--- start Dataset records ---

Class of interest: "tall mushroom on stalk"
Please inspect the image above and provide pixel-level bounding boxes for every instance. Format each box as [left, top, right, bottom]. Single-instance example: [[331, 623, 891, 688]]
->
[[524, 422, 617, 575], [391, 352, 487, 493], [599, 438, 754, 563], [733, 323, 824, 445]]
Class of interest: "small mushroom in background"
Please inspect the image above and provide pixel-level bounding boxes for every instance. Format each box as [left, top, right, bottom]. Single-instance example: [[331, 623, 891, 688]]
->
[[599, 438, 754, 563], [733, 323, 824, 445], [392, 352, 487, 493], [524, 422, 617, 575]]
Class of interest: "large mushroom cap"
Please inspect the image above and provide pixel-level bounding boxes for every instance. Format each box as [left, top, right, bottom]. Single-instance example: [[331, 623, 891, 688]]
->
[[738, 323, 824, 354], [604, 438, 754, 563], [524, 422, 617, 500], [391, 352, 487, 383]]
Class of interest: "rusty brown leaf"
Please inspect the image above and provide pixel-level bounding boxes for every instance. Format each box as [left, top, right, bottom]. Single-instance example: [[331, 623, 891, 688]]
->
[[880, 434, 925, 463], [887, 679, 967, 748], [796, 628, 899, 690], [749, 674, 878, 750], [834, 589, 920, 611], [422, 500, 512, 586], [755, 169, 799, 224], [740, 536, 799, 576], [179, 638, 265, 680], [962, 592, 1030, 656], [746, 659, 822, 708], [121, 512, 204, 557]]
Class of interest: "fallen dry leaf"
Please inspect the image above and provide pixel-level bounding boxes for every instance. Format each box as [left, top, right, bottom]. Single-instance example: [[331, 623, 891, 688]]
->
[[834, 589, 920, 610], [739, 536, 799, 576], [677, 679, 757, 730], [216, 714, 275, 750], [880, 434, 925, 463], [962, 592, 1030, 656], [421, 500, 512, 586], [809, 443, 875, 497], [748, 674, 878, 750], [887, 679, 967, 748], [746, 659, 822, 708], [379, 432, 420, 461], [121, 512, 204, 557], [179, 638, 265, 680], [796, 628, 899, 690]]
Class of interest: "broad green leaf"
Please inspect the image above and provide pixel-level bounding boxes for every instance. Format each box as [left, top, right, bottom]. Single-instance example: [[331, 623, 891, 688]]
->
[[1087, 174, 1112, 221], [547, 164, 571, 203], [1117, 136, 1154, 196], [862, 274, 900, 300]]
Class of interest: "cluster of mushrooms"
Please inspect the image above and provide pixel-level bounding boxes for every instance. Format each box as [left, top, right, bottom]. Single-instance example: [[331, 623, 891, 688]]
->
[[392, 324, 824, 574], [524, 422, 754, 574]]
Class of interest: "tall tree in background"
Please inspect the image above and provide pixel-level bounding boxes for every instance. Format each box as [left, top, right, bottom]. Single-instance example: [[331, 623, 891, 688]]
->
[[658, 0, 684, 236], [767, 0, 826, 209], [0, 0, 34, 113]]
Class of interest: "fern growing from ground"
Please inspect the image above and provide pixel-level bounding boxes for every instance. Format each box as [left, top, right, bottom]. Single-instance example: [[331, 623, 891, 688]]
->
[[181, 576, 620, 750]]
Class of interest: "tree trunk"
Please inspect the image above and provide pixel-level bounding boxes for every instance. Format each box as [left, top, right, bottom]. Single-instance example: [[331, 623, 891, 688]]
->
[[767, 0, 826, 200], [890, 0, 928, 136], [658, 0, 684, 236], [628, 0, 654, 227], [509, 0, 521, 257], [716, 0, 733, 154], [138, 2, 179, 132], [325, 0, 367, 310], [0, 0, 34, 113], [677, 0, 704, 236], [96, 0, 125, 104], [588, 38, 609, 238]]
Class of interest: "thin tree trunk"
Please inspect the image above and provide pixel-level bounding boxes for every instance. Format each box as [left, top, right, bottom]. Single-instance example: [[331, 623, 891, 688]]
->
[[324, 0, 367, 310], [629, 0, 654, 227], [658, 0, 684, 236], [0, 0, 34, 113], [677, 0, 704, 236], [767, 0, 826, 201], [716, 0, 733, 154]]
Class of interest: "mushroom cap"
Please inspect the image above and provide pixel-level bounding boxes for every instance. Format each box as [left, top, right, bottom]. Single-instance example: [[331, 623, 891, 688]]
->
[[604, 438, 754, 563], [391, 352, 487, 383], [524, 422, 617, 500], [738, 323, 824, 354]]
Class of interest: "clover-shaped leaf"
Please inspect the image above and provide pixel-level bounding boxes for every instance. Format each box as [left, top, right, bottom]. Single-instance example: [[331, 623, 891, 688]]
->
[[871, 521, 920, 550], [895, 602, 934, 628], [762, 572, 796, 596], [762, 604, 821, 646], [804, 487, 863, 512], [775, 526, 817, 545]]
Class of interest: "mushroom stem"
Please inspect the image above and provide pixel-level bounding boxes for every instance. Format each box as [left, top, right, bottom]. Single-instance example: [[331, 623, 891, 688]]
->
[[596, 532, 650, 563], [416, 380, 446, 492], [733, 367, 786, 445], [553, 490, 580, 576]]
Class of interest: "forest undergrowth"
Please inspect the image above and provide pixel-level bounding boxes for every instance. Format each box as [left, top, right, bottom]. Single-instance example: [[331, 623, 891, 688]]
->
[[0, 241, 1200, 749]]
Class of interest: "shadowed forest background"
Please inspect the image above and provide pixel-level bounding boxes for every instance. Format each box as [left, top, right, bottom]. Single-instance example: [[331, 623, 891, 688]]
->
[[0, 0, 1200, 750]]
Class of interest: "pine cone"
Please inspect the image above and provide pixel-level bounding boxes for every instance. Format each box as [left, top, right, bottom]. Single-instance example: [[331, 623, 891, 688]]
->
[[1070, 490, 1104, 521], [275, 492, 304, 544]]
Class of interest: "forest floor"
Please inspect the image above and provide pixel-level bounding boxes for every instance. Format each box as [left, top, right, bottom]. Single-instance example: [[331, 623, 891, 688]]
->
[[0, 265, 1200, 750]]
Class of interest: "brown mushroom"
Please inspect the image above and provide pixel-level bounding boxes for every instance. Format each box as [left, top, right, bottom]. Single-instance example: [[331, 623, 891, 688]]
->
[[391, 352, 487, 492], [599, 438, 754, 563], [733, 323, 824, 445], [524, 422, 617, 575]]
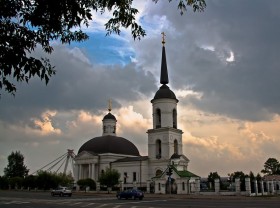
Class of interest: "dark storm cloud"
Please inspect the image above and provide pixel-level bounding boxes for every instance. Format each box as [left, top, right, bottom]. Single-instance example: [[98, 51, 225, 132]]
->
[[0, 47, 156, 123], [142, 0, 280, 120]]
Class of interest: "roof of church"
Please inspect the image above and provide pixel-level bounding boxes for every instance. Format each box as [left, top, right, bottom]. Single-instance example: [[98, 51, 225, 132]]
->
[[103, 112, 117, 121], [78, 135, 140, 156], [153, 165, 200, 178], [113, 156, 149, 163], [152, 84, 178, 102], [170, 153, 190, 161]]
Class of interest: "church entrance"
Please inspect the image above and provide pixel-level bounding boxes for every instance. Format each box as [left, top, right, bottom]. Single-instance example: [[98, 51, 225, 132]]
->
[[165, 177, 177, 194]]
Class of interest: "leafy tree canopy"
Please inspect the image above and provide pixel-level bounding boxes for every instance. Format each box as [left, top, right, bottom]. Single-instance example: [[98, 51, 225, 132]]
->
[[0, 0, 206, 94], [4, 151, 29, 178], [261, 158, 280, 175], [99, 168, 121, 187]]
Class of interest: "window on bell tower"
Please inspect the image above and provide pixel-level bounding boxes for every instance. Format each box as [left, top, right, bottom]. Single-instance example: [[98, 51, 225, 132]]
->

--- end Dataset records ---

## Challenge
Copy out the listing exactly as it stands, but not the pictures.

## Solution for this task
Class of interest: "tall mushroom on stalk"
Please inspect the image above and provide pixel-level bounding boxes for every instance. Format each box as [left, top, right, bottom]. Single-instance example: [[331, 623, 891, 688]]
->
[[524, 422, 617, 575], [391, 352, 487, 493], [599, 438, 754, 563], [733, 323, 824, 445]]
Class of interest: "small mushroom in background"
Please inspect the image above and provide pixel-level bounding boxes for every instance. Format each box as [left, top, right, bottom]. Single-instance example: [[331, 623, 891, 688]]
->
[[599, 438, 754, 563], [733, 323, 824, 445], [392, 352, 487, 493], [524, 422, 617, 575]]
Class of interest: "large mushroom cap"
Please inspect the image above and provide pixel-level bounding boxes for every instance. Format each box as [left, top, right, bottom]. Single-instance example: [[331, 623, 891, 688]]
->
[[738, 323, 824, 354], [604, 438, 754, 563], [524, 422, 617, 500], [391, 352, 487, 383]]
Class of interest: "rusty brown leaf"
Please inspect the image above and provide pixel-level bounding boxes for every instance. Format each box as [left, top, right, bottom]. Single-instance example: [[331, 623, 891, 688]]
->
[[880, 434, 925, 463], [887, 679, 967, 748], [796, 628, 899, 690], [749, 674, 878, 750], [834, 589, 920, 611], [422, 500, 512, 586], [755, 169, 799, 224], [740, 536, 799, 576], [179, 638, 265, 680], [962, 592, 1030, 656], [746, 659, 822, 708], [121, 512, 204, 557]]
Class of interest: "fallen dry leaf"
Please inspect the image above and provide pixel-level bounding boxes for every instance. Format each box as [left, top, right, bottom]. Single-instance example: [[331, 623, 891, 688]]
->
[[834, 589, 920, 610], [739, 536, 799, 576], [677, 679, 757, 730], [216, 714, 275, 750], [880, 434, 925, 463], [962, 592, 1030, 656], [421, 500, 512, 586], [809, 443, 875, 497], [748, 674, 878, 750], [887, 679, 967, 748], [746, 659, 822, 708], [379, 432, 420, 461], [121, 512, 204, 557], [179, 638, 265, 680], [796, 628, 899, 690]]
Class of interest: "broad green leaf"
Please inspect the image above and provide pixel-level bounding boxes for every instance. Format each box as [left, top, right, bottom]. Single-instance example: [[331, 623, 891, 688]]
->
[[1087, 174, 1112, 221], [547, 164, 571, 203], [1117, 136, 1154, 196], [862, 274, 900, 300]]
Class of interest: "cluster of mushrooms"
Please inspect the image above and provide pixel-level bounding boxes for every instance. Format each box as [left, top, right, bottom]. Single-instance example: [[331, 623, 891, 688]]
->
[[392, 324, 824, 574], [524, 422, 754, 574]]
Class of interest: "tall tree in background"
Please inspect the image above and provide pixel-level bounding boxes for every instance. Format each box as [left, top, right, bottom]. Single-instance example: [[331, 623, 891, 688]]
->
[[658, 0, 684, 236], [767, 0, 826, 209], [0, 0, 34, 113]]
Class of interest: "fern growing from ground"
Please inspect the image above and provide pixel-level bounding boxes for every instance. Format each box as [left, top, right, bottom]. Single-instance example: [[331, 623, 891, 688]]
->
[[181, 576, 620, 750]]
Class of interest: "tree trunk"
Please inspect the image above and provide pixel-level bounding boxes for every instance. Format each box as [left, top, right, bottom]. Single-instance example: [[331, 623, 891, 688]]
->
[[767, 0, 826, 200], [890, 0, 928, 136], [658, 0, 684, 236], [628, 0, 654, 227], [509, 0, 521, 257], [716, 0, 733, 154], [138, 2, 179, 132], [325, 0, 367, 310], [0, 0, 34, 113], [677, 0, 704, 236], [96, 0, 125, 104], [588, 38, 609, 238]]
Class of interest: "thin tree trunk"
Please inspect the image above and provide pixel-level bounding boxes for every instance. Format each box as [left, top, right, bottom]. Single-instance example: [[331, 623, 891, 688]]
->
[[324, 0, 367, 310], [629, 0, 654, 227], [658, 0, 684, 236], [0, 0, 34, 113], [677, 0, 704, 236], [767, 0, 826, 201], [716, 0, 733, 154]]
Class of interest: "mushroom cap"
Please inspect the image above and provide pixel-level bounding boxes for every instance. Format each box as [left, top, right, bottom]. Single-instance example: [[331, 623, 891, 688]]
->
[[604, 438, 754, 563], [391, 352, 487, 383], [524, 422, 617, 500], [738, 323, 824, 354]]
Class of interest: "clover-shaped leaf"
Please inspect the image above and provide pixel-level bounding boxes for every instance. Format each box as [left, top, right, bottom]. Single-instance example: [[331, 623, 891, 688]]
->
[[871, 521, 920, 550], [895, 602, 934, 628], [762, 572, 796, 596], [762, 604, 821, 646], [804, 487, 863, 512], [775, 526, 817, 545]]
Class of interest: "mushroom stem"
Please inspect the image above and provide pixel-level bounding boxes for every instance. Format each box as [left, top, right, bottom]. Single-instance example: [[331, 623, 891, 688]]
->
[[596, 532, 650, 563], [416, 380, 446, 492], [733, 367, 786, 445], [553, 490, 580, 576]]
Class of interest: "forest undergrowth"
Please inspect the image above and provide pixel-level bounding boxes for every instance. Format each box as [left, top, right, bottom]. Single-instance example: [[331, 623, 891, 688]]
->
[[0, 241, 1200, 749]]
Class of interest: "shadowed forest background"
Please inspect the image above and provide pixel-level bounding boxes for every instance. Format each box as [left, top, right, bottom]. Single-instance example: [[331, 623, 891, 688]]
->
[[0, 0, 1200, 750]]
Class of interest: "pine cone"
Please inspect the image above and provide pixel-level bounding boxes for every instance. Format each box as [left, top, right, bottom]. Single-instance example: [[331, 623, 891, 688]]
->
[[1070, 490, 1104, 521], [275, 492, 304, 544]]
Class of interest: "forest floor"
Please inspect the image above and provide pixel-level bounding boxes for every instance. Format each box as [left, top, right, bottom]. Single-instance example: [[331, 623, 891, 688]]
->
[[0, 265, 1200, 750]]
Class of interest: "brown mushroom"
Please inspect the image above and provide pixel-level bounding boxes for every instance. Format each box as [left, top, right, bottom]. Single-instance example: [[331, 623, 891, 688]]
->
[[391, 352, 487, 492], [599, 438, 754, 563], [733, 323, 824, 445], [524, 422, 617, 575]]
Class of interest: "dark storm cloud"
Please inspect the image above and provide pixel-level bounding boxes for every instance. Format each box as [left, top, right, bottom]. Single-instance example: [[98, 51, 225, 132]]
->
[[0, 47, 156, 123], [142, 0, 280, 120]]
Class of interest: "roof of church"
Please inspect the image above and provide pixel-level bounding boxes for every instance. Format each box as [left, top, right, bottom]. Single-instance example: [[98, 51, 225, 132]]
->
[[103, 112, 117, 121], [78, 135, 140, 156], [153, 165, 200, 178], [113, 156, 149, 163], [152, 84, 178, 102], [170, 153, 190, 161]]
Class of interest: "church entrance"
Please inspect the image above and provide pixel-level bounding boxes for every instance. Format each box as [left, top, right, bottom]. Single-instance example: [[98, 51, 225, 132]]
->
[[165, 177, 177, 194]]
Class of interest: "leafy tree canopy"
Please inspect the image above and provide pixel-level bounding boxes for every instance. Format each box as [left, top, right, bottom]. Single-instance example: [[98, 51, 225, 132]]
->
[[0, 0, 206, 94], [4, 151, 29, 178], [261, 158, 280, 175], [99, 168, 121, 187]]
Class of interest: "window on bell tower"
Please inspect the image above and provide pixel-level bounding boxes for every instance. Format each box as [left, top, right, bottom]. Single-instance example: [[98, 51, 225, 132]]
->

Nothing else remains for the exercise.